[Point-per-instance localization data]
____

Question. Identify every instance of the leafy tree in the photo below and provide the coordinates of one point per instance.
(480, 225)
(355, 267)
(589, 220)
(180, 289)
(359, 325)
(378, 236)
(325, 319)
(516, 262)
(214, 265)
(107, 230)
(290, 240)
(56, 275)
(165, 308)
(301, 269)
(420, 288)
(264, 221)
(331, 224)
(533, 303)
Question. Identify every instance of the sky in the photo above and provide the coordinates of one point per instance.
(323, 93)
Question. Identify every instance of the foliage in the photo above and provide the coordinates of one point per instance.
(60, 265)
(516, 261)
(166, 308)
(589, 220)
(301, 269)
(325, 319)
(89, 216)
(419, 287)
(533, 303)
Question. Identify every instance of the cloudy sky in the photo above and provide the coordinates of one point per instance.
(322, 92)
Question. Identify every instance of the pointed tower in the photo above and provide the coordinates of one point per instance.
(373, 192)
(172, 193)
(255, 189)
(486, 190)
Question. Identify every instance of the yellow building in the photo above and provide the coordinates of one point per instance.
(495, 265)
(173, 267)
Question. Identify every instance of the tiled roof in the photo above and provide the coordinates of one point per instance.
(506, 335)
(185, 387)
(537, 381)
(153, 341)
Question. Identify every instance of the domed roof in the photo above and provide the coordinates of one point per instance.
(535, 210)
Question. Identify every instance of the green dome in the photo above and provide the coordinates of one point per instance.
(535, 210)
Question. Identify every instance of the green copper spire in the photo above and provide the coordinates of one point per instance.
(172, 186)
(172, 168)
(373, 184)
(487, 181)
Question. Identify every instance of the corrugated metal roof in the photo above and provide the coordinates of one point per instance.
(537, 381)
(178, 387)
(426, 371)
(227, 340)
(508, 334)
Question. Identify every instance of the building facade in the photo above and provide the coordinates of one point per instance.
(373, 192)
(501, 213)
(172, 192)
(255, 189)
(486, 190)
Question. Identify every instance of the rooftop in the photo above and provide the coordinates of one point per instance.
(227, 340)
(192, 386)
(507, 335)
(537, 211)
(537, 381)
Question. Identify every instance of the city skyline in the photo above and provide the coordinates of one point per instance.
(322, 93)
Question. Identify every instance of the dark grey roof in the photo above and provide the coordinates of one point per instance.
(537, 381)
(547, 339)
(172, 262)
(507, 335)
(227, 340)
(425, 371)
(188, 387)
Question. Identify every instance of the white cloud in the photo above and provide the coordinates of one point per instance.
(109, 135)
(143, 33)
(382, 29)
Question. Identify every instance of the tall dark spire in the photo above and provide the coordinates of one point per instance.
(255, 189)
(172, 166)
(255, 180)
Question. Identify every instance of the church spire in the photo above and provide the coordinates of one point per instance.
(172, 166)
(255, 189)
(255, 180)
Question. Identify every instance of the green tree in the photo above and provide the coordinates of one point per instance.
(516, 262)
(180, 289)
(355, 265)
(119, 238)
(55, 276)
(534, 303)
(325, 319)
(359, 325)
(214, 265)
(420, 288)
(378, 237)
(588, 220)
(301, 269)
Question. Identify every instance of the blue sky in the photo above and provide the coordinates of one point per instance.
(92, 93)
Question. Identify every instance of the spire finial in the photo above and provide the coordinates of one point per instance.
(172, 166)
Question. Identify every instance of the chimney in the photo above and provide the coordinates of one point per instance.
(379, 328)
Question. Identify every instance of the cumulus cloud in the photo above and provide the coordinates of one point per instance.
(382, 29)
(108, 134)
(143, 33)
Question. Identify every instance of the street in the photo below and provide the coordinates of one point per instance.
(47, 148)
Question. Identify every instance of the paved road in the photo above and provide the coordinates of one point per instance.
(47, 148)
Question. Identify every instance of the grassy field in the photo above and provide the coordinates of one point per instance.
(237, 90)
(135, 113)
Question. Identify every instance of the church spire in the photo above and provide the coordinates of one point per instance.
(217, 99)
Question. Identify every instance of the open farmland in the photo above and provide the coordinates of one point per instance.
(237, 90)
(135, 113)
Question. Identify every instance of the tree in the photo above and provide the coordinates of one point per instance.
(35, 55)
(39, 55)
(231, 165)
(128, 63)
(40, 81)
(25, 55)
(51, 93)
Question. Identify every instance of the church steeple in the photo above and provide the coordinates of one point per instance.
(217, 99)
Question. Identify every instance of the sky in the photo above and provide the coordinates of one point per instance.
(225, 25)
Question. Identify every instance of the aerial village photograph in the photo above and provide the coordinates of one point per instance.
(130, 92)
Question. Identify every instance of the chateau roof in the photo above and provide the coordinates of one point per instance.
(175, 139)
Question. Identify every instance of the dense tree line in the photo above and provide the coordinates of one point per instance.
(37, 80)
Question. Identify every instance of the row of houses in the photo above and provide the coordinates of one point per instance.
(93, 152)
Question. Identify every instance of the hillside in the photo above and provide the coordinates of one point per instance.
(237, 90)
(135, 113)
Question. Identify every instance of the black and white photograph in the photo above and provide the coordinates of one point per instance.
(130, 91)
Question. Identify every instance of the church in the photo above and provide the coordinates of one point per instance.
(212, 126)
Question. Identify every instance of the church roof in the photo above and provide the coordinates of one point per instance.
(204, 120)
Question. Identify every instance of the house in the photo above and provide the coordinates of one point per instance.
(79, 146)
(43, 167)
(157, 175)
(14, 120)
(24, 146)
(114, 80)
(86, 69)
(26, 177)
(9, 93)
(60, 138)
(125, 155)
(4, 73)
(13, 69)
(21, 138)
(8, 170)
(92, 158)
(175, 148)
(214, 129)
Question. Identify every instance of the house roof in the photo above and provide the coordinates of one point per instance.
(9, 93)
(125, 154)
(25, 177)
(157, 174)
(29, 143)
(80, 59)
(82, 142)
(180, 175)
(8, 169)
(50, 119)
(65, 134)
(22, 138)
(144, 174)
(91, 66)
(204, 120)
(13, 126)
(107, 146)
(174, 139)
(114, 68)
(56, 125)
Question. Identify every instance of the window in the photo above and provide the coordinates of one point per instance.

____

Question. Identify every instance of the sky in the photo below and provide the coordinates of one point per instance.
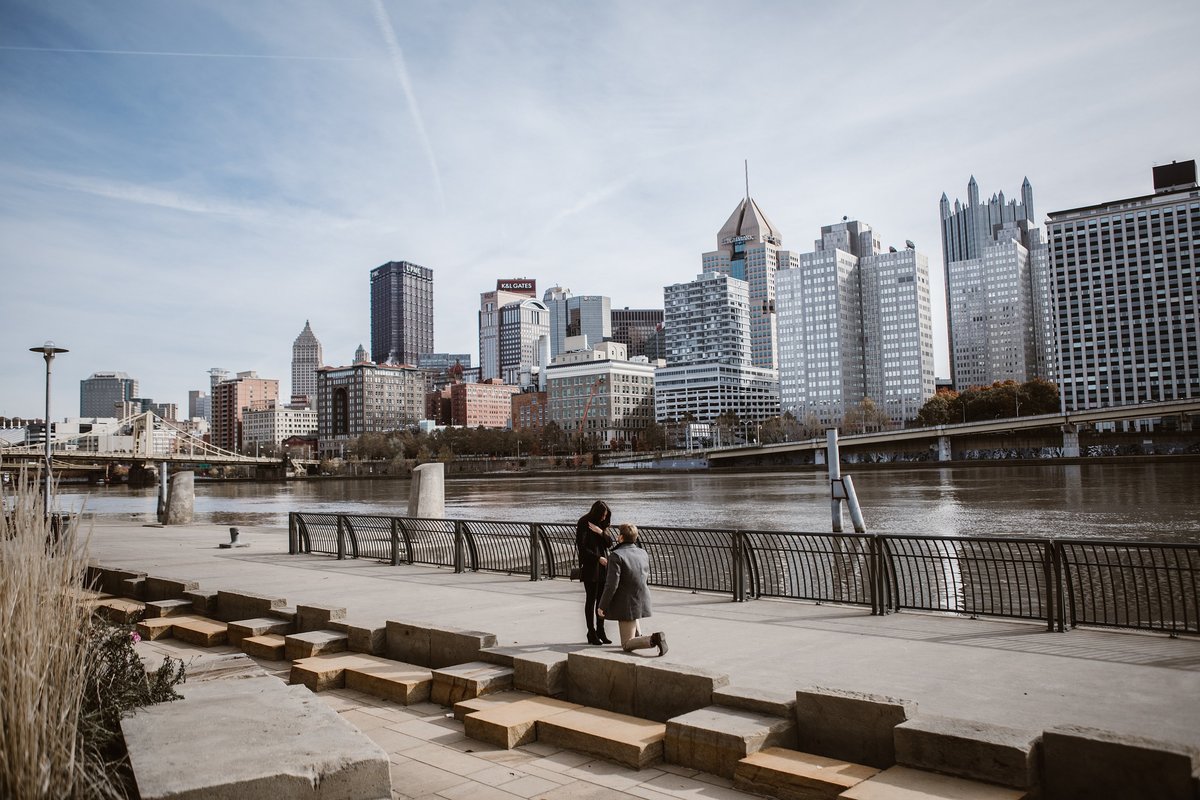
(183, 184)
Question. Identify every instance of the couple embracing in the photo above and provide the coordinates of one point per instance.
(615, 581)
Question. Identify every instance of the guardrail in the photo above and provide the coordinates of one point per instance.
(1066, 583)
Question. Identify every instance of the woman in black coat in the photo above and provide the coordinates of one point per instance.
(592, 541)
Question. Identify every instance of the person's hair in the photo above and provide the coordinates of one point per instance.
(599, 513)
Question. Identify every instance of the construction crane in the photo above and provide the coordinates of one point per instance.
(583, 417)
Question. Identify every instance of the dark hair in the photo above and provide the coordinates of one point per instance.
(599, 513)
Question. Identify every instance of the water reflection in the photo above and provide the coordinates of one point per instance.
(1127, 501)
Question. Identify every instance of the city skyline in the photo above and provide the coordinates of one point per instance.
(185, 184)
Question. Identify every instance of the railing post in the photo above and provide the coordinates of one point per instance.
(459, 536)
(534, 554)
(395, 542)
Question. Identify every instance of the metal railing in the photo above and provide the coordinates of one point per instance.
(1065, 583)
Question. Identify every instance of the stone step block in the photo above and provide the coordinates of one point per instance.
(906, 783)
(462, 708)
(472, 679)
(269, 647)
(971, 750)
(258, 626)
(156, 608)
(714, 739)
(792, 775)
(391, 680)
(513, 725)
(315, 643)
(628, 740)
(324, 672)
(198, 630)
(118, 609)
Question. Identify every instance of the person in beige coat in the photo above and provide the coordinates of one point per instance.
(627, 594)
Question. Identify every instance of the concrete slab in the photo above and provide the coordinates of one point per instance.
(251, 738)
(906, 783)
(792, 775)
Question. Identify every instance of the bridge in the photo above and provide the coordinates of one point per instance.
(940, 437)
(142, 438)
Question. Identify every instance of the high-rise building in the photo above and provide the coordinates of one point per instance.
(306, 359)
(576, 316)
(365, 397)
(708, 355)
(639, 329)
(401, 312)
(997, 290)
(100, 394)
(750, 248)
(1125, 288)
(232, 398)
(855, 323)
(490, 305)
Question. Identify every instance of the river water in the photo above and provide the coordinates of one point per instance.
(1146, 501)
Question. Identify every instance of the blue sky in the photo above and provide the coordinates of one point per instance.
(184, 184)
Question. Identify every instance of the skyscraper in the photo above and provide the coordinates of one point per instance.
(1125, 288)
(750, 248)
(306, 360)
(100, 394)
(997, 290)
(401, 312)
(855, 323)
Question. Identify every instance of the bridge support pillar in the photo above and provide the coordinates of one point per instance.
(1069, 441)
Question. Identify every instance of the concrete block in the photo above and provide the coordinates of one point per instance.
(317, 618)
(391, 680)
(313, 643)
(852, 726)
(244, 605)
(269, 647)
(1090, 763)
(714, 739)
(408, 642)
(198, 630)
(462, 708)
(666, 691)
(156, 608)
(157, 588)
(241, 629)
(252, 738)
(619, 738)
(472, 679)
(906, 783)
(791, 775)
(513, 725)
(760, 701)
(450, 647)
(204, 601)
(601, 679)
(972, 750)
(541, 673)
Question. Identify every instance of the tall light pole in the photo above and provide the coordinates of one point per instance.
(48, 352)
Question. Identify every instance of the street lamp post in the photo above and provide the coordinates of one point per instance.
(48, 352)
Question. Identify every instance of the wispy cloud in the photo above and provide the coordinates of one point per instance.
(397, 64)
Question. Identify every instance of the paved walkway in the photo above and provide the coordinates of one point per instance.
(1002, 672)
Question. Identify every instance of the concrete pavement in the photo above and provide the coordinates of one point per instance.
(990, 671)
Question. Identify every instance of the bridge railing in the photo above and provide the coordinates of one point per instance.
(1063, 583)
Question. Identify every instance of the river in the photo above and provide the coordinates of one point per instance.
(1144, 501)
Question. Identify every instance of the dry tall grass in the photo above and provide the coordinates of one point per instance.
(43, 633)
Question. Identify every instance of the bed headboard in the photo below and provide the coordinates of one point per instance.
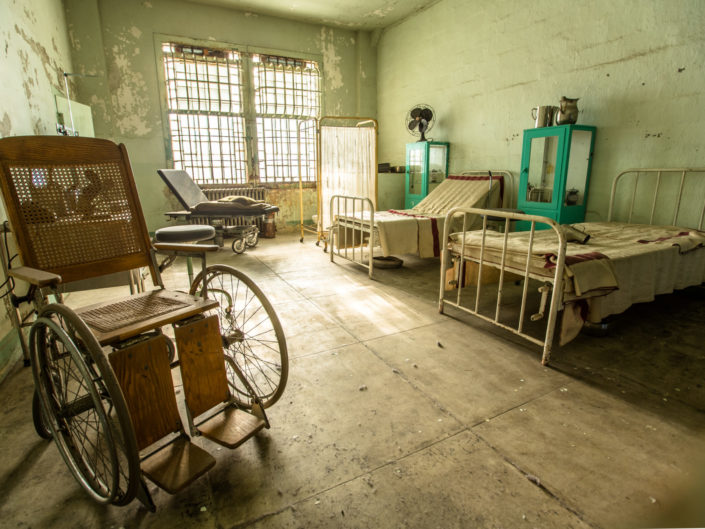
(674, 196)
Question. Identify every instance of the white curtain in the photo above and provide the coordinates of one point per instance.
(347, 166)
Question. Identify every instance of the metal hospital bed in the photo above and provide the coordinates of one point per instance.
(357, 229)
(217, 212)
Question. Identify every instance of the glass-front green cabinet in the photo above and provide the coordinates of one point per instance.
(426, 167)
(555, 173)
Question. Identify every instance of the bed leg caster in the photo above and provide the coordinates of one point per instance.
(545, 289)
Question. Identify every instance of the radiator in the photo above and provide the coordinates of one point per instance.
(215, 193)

____

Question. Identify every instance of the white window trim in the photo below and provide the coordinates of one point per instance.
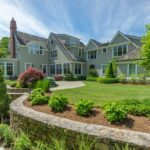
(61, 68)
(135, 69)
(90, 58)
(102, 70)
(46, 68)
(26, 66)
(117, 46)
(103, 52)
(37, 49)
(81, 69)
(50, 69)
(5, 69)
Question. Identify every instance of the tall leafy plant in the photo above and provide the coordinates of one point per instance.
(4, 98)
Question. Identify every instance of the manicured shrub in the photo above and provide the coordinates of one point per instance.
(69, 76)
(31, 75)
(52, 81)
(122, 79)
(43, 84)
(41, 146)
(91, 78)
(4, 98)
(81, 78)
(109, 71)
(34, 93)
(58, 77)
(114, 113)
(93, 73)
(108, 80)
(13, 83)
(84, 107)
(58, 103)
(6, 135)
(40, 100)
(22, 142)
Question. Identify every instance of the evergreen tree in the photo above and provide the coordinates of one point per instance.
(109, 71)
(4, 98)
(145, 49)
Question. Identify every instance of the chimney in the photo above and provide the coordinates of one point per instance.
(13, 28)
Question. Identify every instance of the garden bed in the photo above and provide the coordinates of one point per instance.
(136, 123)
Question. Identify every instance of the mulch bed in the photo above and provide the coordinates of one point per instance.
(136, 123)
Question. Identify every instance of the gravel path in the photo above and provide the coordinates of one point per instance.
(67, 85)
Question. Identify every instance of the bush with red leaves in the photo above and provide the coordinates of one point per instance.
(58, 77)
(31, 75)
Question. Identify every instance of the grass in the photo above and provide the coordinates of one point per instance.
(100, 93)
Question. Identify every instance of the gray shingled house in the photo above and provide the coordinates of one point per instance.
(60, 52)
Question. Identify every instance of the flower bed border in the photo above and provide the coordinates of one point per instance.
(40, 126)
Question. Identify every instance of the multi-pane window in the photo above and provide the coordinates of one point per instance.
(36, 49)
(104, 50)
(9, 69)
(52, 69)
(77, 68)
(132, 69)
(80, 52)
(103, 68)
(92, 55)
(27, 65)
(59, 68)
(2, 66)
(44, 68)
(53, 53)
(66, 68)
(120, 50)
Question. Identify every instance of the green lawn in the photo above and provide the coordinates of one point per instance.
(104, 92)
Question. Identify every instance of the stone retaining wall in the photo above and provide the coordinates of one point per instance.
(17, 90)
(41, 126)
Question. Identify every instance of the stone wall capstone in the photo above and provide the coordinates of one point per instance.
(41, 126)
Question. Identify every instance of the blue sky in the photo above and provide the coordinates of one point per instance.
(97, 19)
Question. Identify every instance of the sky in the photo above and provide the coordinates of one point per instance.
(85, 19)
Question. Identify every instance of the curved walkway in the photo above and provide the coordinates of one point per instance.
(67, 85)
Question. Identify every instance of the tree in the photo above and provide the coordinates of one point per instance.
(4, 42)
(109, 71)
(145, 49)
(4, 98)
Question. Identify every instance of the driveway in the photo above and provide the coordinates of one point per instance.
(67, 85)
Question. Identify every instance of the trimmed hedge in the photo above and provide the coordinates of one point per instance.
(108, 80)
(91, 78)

____

Please return the lines above that run from the line containing "Question. Identify every instance of the black" to the line containing "Question. Identify every instance of the window", inclusive, exactly and with no other lines.

Question. Identify every instance of the black and white photograph in the photo above and provide the coordinates of one point per instance.
(130, 91)
Question. Identify every instance of the church in the photo above and provide the coordinates of one point per instance.
(212, 126)
Question. Identify every instance of the church roof in the photo above and provide the coordinates of one point per instance.
(204, 120)
Question. Identify every instance of the house in the photo above and provide the coordinates of one point per instance.
(79, 146)
(43, 167)
(157, 175)
(14, 120)
(24, 146)
(114, 80)
(86, 69)
(26, 177)
(9, 93)
(60, 138)
(125, 155)
(4, 73)
(13, 69)
(21, 138)
(8, 170)
(92, 158)
(175, 148)
(214, 129)
Question. Identify every instance of the house roof in the photo above and provide the coordinates of one point per instance.
(9, 93)
(125, 154)
(25, 177)
(157, 174)
(29, 143)
(80, 59)
(82, 142)
(180, 175)
(8, 169)
(50, 119)
(65, 134)
(22, 138)
(144, 174)
(91, 66)
(204, 120)
(13, 126)
(107, 146)
(174, 139)
(114, 68)
(56, 125)
Question. Identify every instance of the window in the photo above and provide the coordinates of one point per instance.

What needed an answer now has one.